━━━━━ DATASET ENTRIES

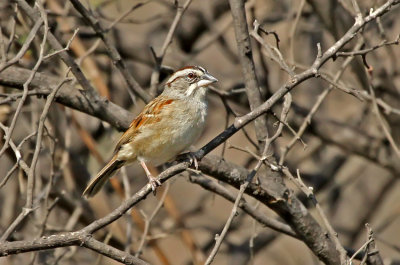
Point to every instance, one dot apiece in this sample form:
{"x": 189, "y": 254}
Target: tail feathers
{"x": 98, "y": 182}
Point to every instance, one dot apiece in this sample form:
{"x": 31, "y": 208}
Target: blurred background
{"x": 344, "y": 153}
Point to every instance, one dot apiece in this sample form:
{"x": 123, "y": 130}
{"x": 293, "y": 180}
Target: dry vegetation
{"x": 309, "y": 91}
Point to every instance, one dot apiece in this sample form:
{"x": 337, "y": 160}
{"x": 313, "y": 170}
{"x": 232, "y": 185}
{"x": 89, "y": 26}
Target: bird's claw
{"x": 154, "y": 184}
{"x": 192, "y": 159}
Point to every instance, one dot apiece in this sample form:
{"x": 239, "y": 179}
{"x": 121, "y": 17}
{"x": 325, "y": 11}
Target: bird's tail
{"x": 98, "y": 182}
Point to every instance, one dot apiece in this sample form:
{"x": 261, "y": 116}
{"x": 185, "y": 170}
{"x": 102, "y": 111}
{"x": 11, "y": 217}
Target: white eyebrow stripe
{"x": 183, "y": 72}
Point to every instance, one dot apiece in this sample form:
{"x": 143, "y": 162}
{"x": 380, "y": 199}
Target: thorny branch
{"x": 296, "y": 221}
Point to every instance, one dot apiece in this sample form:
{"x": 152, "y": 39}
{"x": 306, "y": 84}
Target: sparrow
{"x": 167, "y": 125}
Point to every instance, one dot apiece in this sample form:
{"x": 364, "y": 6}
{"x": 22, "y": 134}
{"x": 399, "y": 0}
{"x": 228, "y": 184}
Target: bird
{"x": 166, "y": 126}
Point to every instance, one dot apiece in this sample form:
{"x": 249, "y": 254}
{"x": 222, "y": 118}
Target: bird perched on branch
{"x": 168, "y": 125}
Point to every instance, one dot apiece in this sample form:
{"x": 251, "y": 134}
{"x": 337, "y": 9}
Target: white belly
{"x": 164, "y": 141}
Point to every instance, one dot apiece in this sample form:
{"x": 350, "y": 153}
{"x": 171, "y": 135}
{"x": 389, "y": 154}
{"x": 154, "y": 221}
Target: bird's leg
{"x": 152, "y": 180}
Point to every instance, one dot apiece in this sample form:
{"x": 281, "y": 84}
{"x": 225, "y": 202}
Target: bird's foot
{"x": 154, "y": 184}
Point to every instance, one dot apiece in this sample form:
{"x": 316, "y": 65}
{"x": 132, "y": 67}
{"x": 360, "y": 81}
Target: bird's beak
{"x": 206, "y": 80}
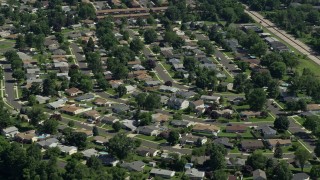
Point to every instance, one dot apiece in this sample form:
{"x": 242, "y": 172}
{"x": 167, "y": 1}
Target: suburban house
{"x": 236, "y": 128}
{"x": 301, "y": 176}
{"x": 144, "y": 151}
{"x": 92, "y": 114}
{"x": 89, "y": 152}
{"x": 251, "y": 145}
{"x": 181, "y": 123}
{"x": 177, "y": 103}
{"x": 162, "y": 173}
{"x": 267, "y": 131}
{"x": 193, "y": 140}
{"x": 148, "y": 130}
{"x": 134, "y": 166}
{"x": 206, "y": 128}
{"x": 210, "y": 99}
{"x": 26, "y": 137}
{"x": 48, "y": 143}
{"x": 101, "y": 102}
{"x": 68, "y": 150}
{"x": 159, "y": 117}
{"x": 10, "y": 132}
{"x": 282, "y": 142}
{"x": 194, "y": 174}
{"x": 108, "y": 160}
{"x": 85, "y": 97}
{"x": 73, "y": 92}
{"x": 224, "y": 142}
{"x": 109, "y": 119}
{"x": 259, "y": 174}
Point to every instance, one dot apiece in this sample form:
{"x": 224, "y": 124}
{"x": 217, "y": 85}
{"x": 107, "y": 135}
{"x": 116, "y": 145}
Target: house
{"x": 134, "y": 166}
{"x": 26, "y": 137}
{"x": 224, "y": 142}
{"x": 92, "y": 114}
{"x": 282, "y": 142}
{"x": 197, "y": 104}
{"x": 193, "y": 140}
{"x": 250, "y": 114}
{"x": 194, "y": 174}
{"x": 85, "y": 97}
{"x": 57, "y": 104}
{"x": 48, "y": 143}
{"x": 206, "y": 128}
{"x": 10, "y": 132}
{"x": 148, "y": 130}
{"x": 251, "y": 145}
{"x": 162, "y": 173}
{"x": 68, "y": 150}
{"x": 109, "y": 119}
{"x": 129, "y": 125}
{"x": 117, "y": 108}
{"x": 152, "y": 83}
{"x": 177, "y": 103}
{"x": 170, "y": 89}
{"x": 89, "y": 152}
{"x": 159, "y": 117}
{"x": 42, "y": 99}
{"x": 267, "y": 131}
{"x": 181, "y": 123}
{"x": 73, "y": 92}
{"x": 71, "y": 110}
{"x": 108, "y": 160}
{"x": 236, "y": 128}
{"x": 145, "y": 151}
{"x": 301, "y": 176}
{"x": 259, "y": 175}
{"x": 101, "y": 102}
{"x": 100, "y": 140}
{"x": 210, "y": 99}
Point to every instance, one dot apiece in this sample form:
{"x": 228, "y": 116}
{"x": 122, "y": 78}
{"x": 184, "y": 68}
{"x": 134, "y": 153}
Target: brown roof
{"x": 204, "y": 127}
{"x": 236, "y": 127}
{"x": 70, "y": 109}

━━━━━━━━━━

| BRIEF |
Set the entries down again exactly. Do not include the images.

| ANSWER SPACE |
Point to every instance, one dot apiece in this sample form:
{"x": 189, "y": 254}
Target: tail feathers
{"x": 98, "y": 182}
Point to every instance, one dot apiece in this sample form:
{"x": 31, "y": 208}
Target: blurred background
{"x": 344, "y": 153}
Point to every instance, one dot apiece in this sample form:
{"x": 123, "y": 130}
{"x": 293, "y": 180}
Target: dry vegetation
{"x": 309, "y": 91}
Point to every instance, one dot apiece in this sample form:
{"x": 337, "y": 160}
{"x": 313, "y": 170}
{"x": 232, "y": 185}
{"x": 89, "y": 26}
Target: bird's claw
{"x": 154, "y": 184}
{"x": 192, "y": 159}
Point to every instance, one dot apiece in this sample form:
{"x": 239, "y": 179}
{"x": 121, "y": 17}
{"x": 325, "y": 11}
Target: bird's tail
{"x": 98, "y": 182}
Point to every instance, one dot apiece in this sample form:
{"x": 261, "y": 116}
{"x": 185, "y": 170}
{"x": 102, "y": 111}
{"x": 11, "y": 217}
Target: white eyebrow stripe
{"x": 183, "y": 72}
Point to every instance, one dot apiece in this sample form:
{"x": 143, "y": 162}
{"x": 380, "y": 199}
Target: thorny branch
{"x": 296, "y": 221}
Point to every instance, one dot apiece in this sample form:
{"x": 152, "y": 39}
{"x": 306, "y": 84}
Target: sparrow
{"x": 167, "y": 125}
Point to every instance, one dot apiece in this sample form:
{"x": 364, "y": 6}
{"x": 22, "y": 134}
{"x": 399, "y": 0}
{"x": 228, "y": 184}
Target: bird
{"x": 166, "y": 126}
Point to every instance, one dot apiece in this sample form:
{"x": 249, "y": 254}
{"x": 222, "y": 118}
Target: bird perched on branch
{"x": 168, "y": 125}
Point to every instance, one dot apiece in this sample form:
{"x": 251, "y": 134}
{"x": 337, "y": 9}
Target: white belly
{"x": 164, "y": 141}
Point to every instance, one dot apiece in this sample form:
{"x": 350, "y": 153}
{"x": 171, "y": 135}
{"x": 389, "y": 154}
{"x": 154, "y": 221}
Target: bird's leg
{"x": 152, "y": 180}
Point to every instance, one dot apiece in this sample form:
{"x": 281, "y": 84}
{"x": 225, "y": 202}
Target: bird's foot
{"x": 154, "y": 184}
Point to every instance, one dot apiece in this sample form:
{"x": 316, "y": 65}
{"x": 132, "y": 67}
{"x": 360, "y": 81}
Target: bird's beak
{"x": 206, "y": 80}
Point to every instance, one dot apiece in this sample form:
{"x": 242, "y": 172}
{"x": 167, "y": 1}
Target: suburban house
{"x": 236, "y": 128}
{"x": 301, "y": 176}
{"x": 144, "y": 151}
{"x": 92, "y": 114}
{"x": 89, "y": 152}
{"x": 251, "y": 145}
{"x": 181, "y": 123}
{"x": 177, "y": 103}
{"x": 162, "y": 173}
{"x": 267, "y": 131}
{"x": 193, "y": 140}
{"x": 148, "y": 130}
{"x": 134, "y": 166}
{"x": 206, "y": 128}
{"x": 210, "y": 99}
{"x": 26, "y": 137}
{"x": 48, "y": 143}
{"x": 101, "y": 102}
{"x": 68, "y": 150}
{"x": 159, "y": 117}
{"x": 10, "y": 132}
{"x": 282, "y": 142}
{"x": 194, "y": 174}
{"x": 108, "y": 160}
{"x": 85, "y": 97}
{"x": 73, "y": 92}
{"x": 224, "y": 142}
{"x": 109, "y": 119}
{"x": 259, "y": 174}
Point to every instance, one dot apiece in this sample form:
{"x": 224, "y": 124}
{"x": 217, "y": 85}
{"x": 107, "y": 135}
{"x": 116, "y": 145}
Target: house
{"x": 134, "y": 166}
{"x": 26, "y": 137}
{"x": 224, "y": 142}
{"x": 92, "y": 114}
{"x": 282, "y": 142}
{"x": 197, "y": 104}
{"x": 193, "y": 140}
{"x": 250, "y": 114}
{"x": 194, "y": 174}
{"x": 85, "y": 97}
{"x": 57, "y": 104}
{"x": 48, "y": 143}
{"x": 206, "y": 128}
{"x": 10, "y": 132}
{"x": 148, "y": 130}
{"x": 251, "y": 145}
{"x": 162, "y": 173}
{"x": 68, "y": 150}
{"x": 109, "y": 119}
{"x": 129, "y": 125}
{"x": 117, "y": 108}
{"x": 152, "y": 83}
{"x": 177, "y": 103}
{"x": 170, "y": 89}
{"x": 89, "y": 152}
{"x": 159, "y": 117}
{"x": 42, "y": 99}
{"x": 267, "y": 131}
{"x": 181, "y": 123}
{"x": 73, "y": 92}
{"x": 71, "y": 110}
{"x": 108, "y": 160}
{"x": 236, "y": 128}
{"x": 145, "y": 151}
{"x": 301, "y": 176}
{"x": 259, "y": 175}
{"x": 101, "y": 102}
{"x": 100, "y": 140}
{"x": 210, "y": 99}
Point to every instance, one dot apiece in this sample form:
{"x": 228, "y": 116}
{"x": 122, "y": 78}
{"x": 184, "y": 68}
{"x": 134, "y": 153}
Target: brown roof
{"x": 204, "y": 127}
{"x": 236, "y": 127}
{"x": 70, "y": 109}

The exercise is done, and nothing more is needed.